Мир Селевкидов
Как и большинство строителей империй, римляне имели извинительную причину на это вторжение. Сицилия все еще была разделена между Сиракузами и Карфагеном, и сицилийский портовый город Мессана, первоначально греческая колония, попал под власть Сиракуз. Но группа перебежчиков, италийских наемников из Кампании, прибыла на Сицилию и захватила город. Мессанцы отправили послов и в Карфаген, и в Рим, прося помощи в выдворении агрессоров.
Так как Рим и Карфаген теоретически находились в мире, подобный шаг не был совсем уж неблагоразумным. Но он, однако, зажег спичку под давно складываемым костром. Карфагеняне получили послание первыми и обнаружили, что тиран Сиракуз, Гиерон II (Агафокл умер двадцать лет тому назад), уже принялся за дело; он не одобрил обращение мессанцев за помощью к другим силам, так как город предположительно принадлежал ему. Чем начинать трехстороннюю войну, карфагеняне объединились с Гиероном II и заняли Мессану, изгнав предыдущих захватчиков.
Римляне, прибыв вторыми, решили не отступаться от своего проекта осадить Мессану и просто атаковали карфагенские силы, уже занявшие город. Затем римские завоеватели распространились по острову, предъявив притязания на контролируемые Карфагеном земли и заодно обложив осадой Сиракузы.5
Карфагеняне отреагировали, буквально распяв командира, который возглавлял мессанский гарнизон, и приготовившись сражаться. Они ясно понимали, что это рискованное предприятие, осуществляемое из-за моря, – лишь первый пробный бросок римлян на земли вне границ Италии. Следующие двадцать три года две силы будут сталкиваться в Первой Пунической войне (264–241 годы до н. э.).

— Задание —
Перепечатайте, пожалуйста, без изменений фрагмент текста о начале Первой Пунической войны между словами «Так как Рим» и «изгнав предыдущих захватчиков.», включая их самих.

Сохранённые записи:
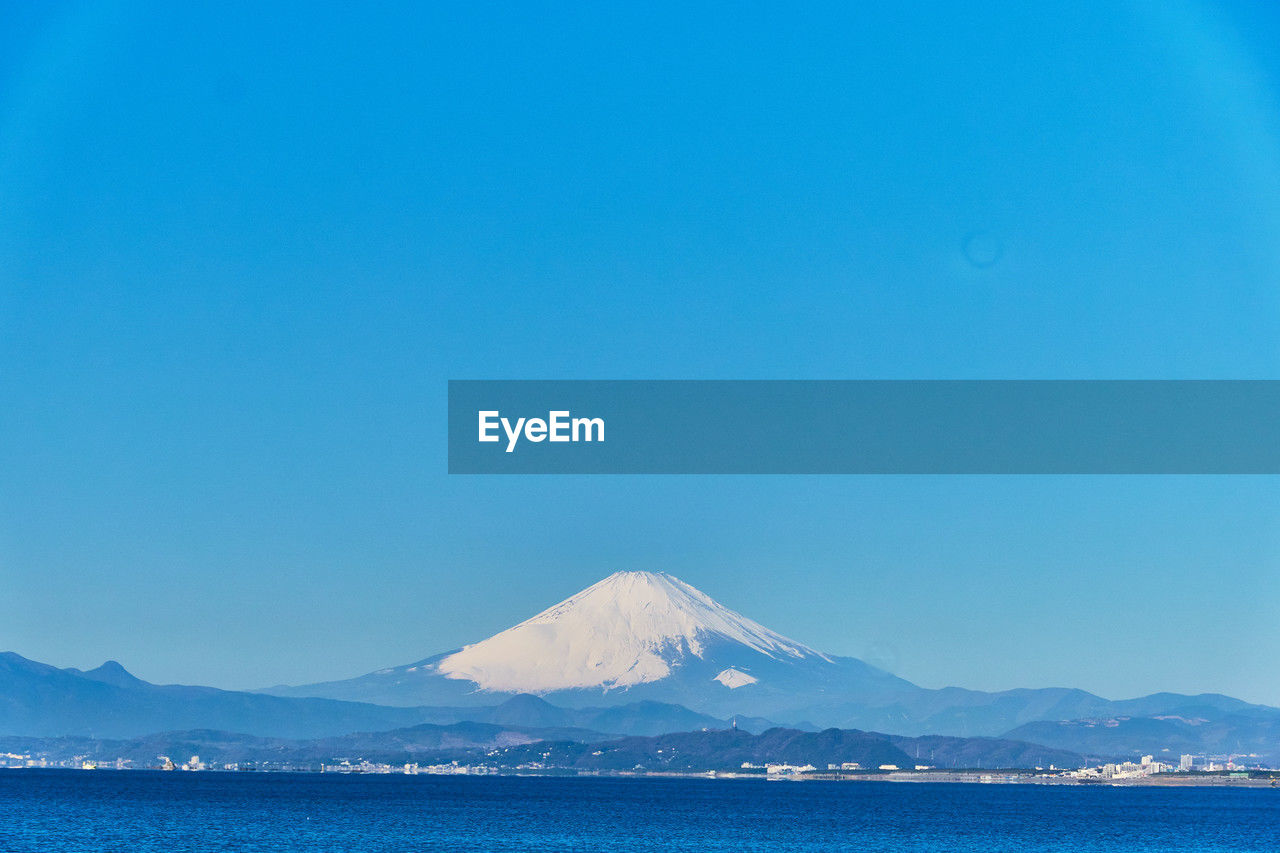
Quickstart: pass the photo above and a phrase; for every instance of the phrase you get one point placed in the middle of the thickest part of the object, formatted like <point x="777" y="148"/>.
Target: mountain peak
<point x="113" y="673"/>
<point x="627" y="629"/>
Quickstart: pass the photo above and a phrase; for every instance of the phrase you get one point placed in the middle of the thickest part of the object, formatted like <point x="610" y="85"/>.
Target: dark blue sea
<point x="53" y="810"/>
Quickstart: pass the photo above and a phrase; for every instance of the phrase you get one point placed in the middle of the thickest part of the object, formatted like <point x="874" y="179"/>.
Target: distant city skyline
<point x="242" y="252"/>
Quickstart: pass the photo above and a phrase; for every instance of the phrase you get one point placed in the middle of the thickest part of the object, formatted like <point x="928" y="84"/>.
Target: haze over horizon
<point x="237" y="270"/>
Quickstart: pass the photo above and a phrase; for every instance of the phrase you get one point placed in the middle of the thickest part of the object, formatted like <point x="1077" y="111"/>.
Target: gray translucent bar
<point x="872" y="427"/>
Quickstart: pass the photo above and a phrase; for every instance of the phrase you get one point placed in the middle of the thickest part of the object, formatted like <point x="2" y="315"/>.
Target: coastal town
<point x="1191" y="770"/>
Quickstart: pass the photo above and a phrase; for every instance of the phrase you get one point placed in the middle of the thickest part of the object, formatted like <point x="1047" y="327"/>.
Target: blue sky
<point x="242" y="251"/>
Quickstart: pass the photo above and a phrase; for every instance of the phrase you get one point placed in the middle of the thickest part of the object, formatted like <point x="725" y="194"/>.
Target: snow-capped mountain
<point x="635" y="635"/>
<point x="631" y="628"/>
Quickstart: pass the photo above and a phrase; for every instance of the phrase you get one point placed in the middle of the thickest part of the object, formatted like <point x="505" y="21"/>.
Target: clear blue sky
<point x="242" y="250"/>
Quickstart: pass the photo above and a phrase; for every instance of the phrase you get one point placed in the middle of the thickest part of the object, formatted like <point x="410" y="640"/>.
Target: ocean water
<point x="49" y="810"/>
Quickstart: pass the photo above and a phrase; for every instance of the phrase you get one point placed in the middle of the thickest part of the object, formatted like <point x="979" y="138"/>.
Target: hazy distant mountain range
<point x="636" y="653"/>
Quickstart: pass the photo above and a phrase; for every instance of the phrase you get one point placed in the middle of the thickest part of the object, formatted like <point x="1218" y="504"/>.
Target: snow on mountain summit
<point x="631" y="628"/>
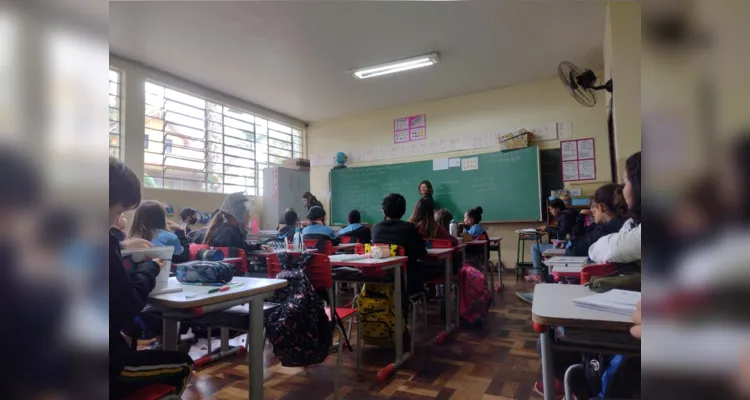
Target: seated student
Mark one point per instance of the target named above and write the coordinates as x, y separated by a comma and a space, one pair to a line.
444, 217
566, 224
226, 227
625, 245
286, 232
150, 223
130, 370
608, 209
392, 230
317, 230
355, 229
423, 218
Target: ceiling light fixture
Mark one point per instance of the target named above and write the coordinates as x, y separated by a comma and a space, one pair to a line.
397, 66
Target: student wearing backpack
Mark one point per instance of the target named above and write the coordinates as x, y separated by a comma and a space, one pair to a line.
131, 370
355, 229
318, 230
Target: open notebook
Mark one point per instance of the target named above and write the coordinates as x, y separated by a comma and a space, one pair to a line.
615, 301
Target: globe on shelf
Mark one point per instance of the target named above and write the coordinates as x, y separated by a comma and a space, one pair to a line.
340, 159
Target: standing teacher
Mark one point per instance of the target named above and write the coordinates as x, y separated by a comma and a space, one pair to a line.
425, 191
311, 201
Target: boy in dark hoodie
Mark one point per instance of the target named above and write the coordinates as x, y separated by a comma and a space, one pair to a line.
131, 370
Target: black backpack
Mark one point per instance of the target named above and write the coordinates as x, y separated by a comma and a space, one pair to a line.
298, 329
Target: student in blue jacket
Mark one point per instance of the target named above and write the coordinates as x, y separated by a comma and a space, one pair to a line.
318, 230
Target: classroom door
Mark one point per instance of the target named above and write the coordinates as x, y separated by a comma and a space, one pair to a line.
550, 161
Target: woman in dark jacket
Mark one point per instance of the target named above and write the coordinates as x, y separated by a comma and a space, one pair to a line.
609, 210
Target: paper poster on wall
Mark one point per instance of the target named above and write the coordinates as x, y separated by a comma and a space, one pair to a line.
439, 164
469, 164
568, 150
578, 160
585, 149
570, 170
586, 170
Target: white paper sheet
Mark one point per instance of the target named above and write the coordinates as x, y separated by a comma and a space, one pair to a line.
469, 164
586, 169
439, 164
585, 148
570, 170
569, 151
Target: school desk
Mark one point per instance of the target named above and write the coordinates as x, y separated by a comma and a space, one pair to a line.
553, 306
176, 306
386, 264
446, 255
498, 241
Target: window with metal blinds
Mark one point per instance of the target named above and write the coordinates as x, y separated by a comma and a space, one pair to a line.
196, 144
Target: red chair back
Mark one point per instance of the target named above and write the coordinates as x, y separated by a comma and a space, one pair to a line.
440, 243
318, 269
348, 239
596, 270
313, 243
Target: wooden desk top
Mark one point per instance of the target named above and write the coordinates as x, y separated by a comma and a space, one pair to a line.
249, 287
553, 306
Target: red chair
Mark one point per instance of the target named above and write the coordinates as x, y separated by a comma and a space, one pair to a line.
318, 271
596, 270
327, 245
156, 391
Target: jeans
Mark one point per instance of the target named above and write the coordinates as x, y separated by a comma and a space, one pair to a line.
536, 256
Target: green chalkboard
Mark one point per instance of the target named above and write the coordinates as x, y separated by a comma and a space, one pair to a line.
506, 185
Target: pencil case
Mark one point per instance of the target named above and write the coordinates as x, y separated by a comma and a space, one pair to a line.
205, 272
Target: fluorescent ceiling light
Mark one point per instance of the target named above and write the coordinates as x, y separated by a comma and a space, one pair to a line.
397, 66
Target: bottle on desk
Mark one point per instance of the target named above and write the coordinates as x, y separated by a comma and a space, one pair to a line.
298, 243
453, 228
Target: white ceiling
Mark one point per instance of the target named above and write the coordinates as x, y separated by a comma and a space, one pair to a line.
293, 57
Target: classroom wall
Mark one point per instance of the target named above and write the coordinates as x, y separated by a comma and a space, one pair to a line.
501, 110
134, 78
622, 63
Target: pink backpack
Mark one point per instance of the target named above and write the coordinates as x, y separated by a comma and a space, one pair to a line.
474, 297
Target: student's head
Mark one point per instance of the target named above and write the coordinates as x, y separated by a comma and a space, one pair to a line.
220, 219
555, 206
424, 217
394, 206
124, 189
473, 216
189, 216
308, 198
290, 218
316, 214
608, 203
425, 188
444, 217
632, 189
148, 219
354, 217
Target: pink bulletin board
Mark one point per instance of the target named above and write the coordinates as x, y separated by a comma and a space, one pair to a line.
408, 129
578, 160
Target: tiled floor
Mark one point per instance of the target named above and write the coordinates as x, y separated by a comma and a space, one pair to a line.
493, 363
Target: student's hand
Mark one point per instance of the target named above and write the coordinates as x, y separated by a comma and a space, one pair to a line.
636, 329
173, 226
135, 244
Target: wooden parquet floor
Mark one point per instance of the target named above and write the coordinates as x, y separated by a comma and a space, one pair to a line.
497, 362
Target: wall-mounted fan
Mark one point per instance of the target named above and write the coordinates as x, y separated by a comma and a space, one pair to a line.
581, 85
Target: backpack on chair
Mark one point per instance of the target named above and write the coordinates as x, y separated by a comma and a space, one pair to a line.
299, 329
474, 297
376, 314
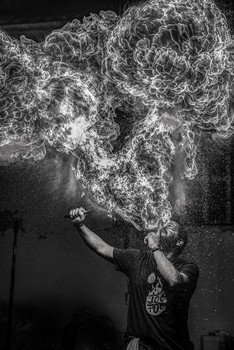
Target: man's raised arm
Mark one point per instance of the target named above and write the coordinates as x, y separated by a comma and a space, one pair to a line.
90, 238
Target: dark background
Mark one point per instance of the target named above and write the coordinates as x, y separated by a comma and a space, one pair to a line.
55, 273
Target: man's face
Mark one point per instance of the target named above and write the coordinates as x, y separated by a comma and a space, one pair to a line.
168, 238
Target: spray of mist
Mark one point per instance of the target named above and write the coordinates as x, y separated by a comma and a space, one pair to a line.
168, 64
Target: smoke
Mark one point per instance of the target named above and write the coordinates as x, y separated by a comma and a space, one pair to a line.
166, 64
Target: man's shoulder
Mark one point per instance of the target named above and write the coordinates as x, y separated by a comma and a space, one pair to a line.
184, 263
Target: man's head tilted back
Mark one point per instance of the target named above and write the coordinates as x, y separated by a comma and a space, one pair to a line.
173, 238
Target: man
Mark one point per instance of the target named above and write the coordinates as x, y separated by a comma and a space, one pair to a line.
161, 285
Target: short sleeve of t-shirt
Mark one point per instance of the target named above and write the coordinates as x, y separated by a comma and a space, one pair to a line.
192, 272
125, 259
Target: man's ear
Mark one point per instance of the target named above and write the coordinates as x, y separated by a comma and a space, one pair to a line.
180, 243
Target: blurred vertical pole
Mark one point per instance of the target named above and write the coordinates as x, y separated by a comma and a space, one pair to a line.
16, 223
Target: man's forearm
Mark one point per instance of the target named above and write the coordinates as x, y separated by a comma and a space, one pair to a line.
167, 269
90, 238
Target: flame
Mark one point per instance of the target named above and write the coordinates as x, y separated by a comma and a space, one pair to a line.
168, 64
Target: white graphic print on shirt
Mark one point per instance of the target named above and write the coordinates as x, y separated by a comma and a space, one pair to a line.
156, 301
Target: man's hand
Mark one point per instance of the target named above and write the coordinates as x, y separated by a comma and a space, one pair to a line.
152, 239
78, 216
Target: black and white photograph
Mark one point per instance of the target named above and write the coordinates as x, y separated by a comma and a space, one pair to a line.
116, 175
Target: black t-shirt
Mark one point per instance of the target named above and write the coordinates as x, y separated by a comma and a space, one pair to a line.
157, 312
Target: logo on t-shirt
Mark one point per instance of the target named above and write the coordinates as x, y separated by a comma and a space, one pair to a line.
156, 301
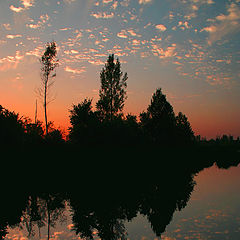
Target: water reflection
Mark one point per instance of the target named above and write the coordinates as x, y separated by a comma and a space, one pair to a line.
103, 199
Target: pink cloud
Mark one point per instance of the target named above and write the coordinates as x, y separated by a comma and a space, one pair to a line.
74, 70
161, 27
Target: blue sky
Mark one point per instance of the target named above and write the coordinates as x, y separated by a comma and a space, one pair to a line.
189, 48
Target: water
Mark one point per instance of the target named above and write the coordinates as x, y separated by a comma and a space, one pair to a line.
211, 210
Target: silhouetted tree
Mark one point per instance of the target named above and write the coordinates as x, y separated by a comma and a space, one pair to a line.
158, 122
184, 130
84, 123
12, 130
49, 62
113, 89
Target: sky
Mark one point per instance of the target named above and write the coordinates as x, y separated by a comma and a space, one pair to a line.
189, 48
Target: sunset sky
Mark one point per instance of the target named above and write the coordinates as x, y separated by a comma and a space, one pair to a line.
189, 48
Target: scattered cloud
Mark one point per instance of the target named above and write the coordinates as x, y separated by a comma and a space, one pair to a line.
10, 62
161, 27
26, 4
7, 26
144, 1
96, 62
10, 36
161, 53
122, 34
224, 25
106, 1
42, 20
103, 15
75, 70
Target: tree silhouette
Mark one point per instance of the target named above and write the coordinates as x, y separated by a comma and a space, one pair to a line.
184, 129
159, 121
113, 89
12, 130
84, 123
49, 62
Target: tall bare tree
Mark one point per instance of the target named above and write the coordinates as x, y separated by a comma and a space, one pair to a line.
49, 62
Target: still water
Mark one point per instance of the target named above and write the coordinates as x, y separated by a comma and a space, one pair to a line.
212, 212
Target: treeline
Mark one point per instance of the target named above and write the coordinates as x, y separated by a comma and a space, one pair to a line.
107, 125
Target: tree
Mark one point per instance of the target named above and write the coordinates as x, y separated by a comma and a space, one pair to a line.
158, 122
49, 62
184, 129
113, 89
84, 123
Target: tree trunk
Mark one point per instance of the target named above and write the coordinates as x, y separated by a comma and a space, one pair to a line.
49, 222
45, 104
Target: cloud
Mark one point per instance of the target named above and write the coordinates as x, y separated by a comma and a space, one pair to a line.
161, 53
107, 1
133, 33
7, 26
96, 62
42, 20
224, 25
144, 1
10, 36
26, 5
74, 70
122, 34
161, 27
10, 62
103, 15
37, 52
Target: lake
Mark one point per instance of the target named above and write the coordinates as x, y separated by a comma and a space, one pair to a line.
203, 203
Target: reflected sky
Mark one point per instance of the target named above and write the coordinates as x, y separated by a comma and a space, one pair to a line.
212, 213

— Ответ —
Так как Рим и Карфаген теоретически находились в мире, подобный шаг не был совсем уж неблагоразумным. Но он, однако, зажег спичку под давно складываемым костром. Карфагеняне получили послание первыми и обнаружили, что тиран Сиракуз, Гиерон II (Агафокл умер двадцать лет тому назад), уже принялся за дело; он не одобрил обращение мессанцев за помощью к другим силам, так как город предположительно принадлежал ему. Чем начинать трехстороннюю войну, карфагеняне объединились с Гиероном II и заняли Мессану, изгнав предыдущих захватчиков.